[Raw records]

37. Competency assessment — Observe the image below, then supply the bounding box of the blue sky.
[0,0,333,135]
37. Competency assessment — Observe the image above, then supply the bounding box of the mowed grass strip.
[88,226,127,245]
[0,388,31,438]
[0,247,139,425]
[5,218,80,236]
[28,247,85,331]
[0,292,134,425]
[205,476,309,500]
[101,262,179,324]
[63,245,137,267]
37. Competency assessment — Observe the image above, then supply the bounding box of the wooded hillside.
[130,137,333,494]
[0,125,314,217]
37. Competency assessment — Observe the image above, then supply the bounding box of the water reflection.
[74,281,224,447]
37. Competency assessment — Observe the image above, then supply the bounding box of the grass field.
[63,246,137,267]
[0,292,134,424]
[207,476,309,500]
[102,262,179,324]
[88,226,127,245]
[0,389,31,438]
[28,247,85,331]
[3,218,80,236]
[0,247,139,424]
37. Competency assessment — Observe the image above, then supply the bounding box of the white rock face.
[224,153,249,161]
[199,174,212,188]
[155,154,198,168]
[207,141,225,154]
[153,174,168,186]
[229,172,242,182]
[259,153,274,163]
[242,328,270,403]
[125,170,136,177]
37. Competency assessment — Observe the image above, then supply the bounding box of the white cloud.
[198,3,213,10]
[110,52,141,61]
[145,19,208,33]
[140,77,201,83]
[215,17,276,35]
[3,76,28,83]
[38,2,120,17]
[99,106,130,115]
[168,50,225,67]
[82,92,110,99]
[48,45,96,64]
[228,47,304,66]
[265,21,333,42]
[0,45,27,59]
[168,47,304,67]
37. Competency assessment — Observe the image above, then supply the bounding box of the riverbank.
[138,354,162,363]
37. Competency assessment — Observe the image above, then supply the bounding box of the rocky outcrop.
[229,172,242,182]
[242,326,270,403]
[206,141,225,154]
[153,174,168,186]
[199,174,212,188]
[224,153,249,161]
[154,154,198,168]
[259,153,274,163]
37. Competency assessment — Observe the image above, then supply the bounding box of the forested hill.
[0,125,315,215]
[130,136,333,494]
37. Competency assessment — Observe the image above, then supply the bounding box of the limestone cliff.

PROBLEM STATEMENT ▸ Rewrite everything from the line containing "mowed grass strip." down to the line containing "[0,125,314,217]", with the requests included, and shift each coordinate in the answers up by 94.

RESULT OF THIS EXERCISE ▸
37. Competency assessment — Observe the image above, then supply the bounding box of the mowed grass strip.
[182,320,221,339]
[94,482,125,532]
[94,341,233,519]
[99,312,174,330]
[122,341,179,425]
[94,386,228,519]
[299,570,403,594]
[195,356,273,418]
[157,339,231,361]
37. Competency assessment — Observe the image above, then supply the bounding box of the wooded hillside.
[224,231,427,588]
[94,219,408,311]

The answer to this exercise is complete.